Assignment:
From the entries below, return exactly the lines beginning at the one that contains "Objective — a point for each instance of the seat" and ending at the one that contains "Objective — a point for each instance of the grosgrain", both of them included, and only those lines.

_ _ _

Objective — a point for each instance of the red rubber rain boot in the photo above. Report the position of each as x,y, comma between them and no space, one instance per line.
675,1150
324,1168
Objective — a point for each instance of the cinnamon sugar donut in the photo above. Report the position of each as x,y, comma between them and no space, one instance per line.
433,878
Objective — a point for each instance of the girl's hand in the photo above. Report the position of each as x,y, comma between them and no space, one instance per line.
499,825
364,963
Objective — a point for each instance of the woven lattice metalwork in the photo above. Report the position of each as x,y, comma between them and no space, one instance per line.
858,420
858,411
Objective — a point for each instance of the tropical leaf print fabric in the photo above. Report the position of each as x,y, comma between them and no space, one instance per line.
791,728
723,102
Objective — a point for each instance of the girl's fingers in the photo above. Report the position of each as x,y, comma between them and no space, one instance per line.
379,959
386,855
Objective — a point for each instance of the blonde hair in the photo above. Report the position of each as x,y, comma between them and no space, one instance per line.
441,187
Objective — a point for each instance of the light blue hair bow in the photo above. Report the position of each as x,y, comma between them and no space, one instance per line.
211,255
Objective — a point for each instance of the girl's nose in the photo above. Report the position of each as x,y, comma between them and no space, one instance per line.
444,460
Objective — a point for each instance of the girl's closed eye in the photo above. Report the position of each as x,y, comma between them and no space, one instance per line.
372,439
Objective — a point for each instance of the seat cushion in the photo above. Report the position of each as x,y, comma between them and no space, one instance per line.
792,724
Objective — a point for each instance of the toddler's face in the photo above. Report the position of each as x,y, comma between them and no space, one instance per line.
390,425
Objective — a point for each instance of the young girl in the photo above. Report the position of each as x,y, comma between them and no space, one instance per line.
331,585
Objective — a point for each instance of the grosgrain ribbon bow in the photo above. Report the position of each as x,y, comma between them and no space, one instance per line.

_ _ _

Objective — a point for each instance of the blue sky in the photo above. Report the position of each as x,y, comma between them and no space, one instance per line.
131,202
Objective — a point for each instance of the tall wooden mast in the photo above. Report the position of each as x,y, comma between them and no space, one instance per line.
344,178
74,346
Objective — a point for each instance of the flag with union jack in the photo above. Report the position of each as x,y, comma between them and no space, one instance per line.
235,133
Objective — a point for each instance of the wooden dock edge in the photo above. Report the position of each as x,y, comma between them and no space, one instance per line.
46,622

_ _ _

Response box:
Objective — a point for each instance of the seat cushion in the photo above. Report the position of each as x,y, comma between them and no space, one instance per line.
792,724
Objective — a point for each instance of the toddler's face in the photo above. Report the position of each as x,y, comma between them and no space, one instance per line.
390,425
Objective — a point for each instance of the young girl in the photo above. Report the position of each as x,y, comma between them and no space, one instance per line.
331,585
Objective — a point for each instance of the grosgrain ribbon bow in the photo above. Report the position of each as x,y, comma between them and no space, one instance per line.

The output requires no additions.